_Short problem_
Make an exact copy of all the data.

▬▬▬▬▬▬

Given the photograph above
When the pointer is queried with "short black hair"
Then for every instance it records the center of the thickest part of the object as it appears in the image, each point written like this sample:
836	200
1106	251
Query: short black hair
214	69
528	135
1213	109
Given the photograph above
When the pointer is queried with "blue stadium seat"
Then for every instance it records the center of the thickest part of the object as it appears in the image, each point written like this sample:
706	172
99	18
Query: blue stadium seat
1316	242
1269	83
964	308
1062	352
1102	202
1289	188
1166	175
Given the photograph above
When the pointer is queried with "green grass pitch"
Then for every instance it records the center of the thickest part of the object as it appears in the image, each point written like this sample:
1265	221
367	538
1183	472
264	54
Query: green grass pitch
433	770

▬▬▬▬▬▬

_Result_
Given the photograph above
When the pointer is queried with "short black hair"
Then for every instance it records the center of the thickest part of the object as it appears in the image, each point written like this sample:
836	200
1106	251
Query: short black hair
214	69
528	135
1213	109
Given the photograph above
When the pointer is queried with "blue stadium seat"
Then for every instance it records the center of the thickest part of the object as it appears in the image, each point written like this sample:
706	172
99	18
Query: blue stadium seat
1316	242
1269	83
964	308
1062	352
1102	202
1289	188
1166	175
Given the photograph above
When the pointer is queried with "green grass pitch"
Then for every instance it records the center of the thickest part of the object as it appears in the image, each point written like this sample:
1265	221
367	538
1183	472
264	54
Query: green grass pitch
433	770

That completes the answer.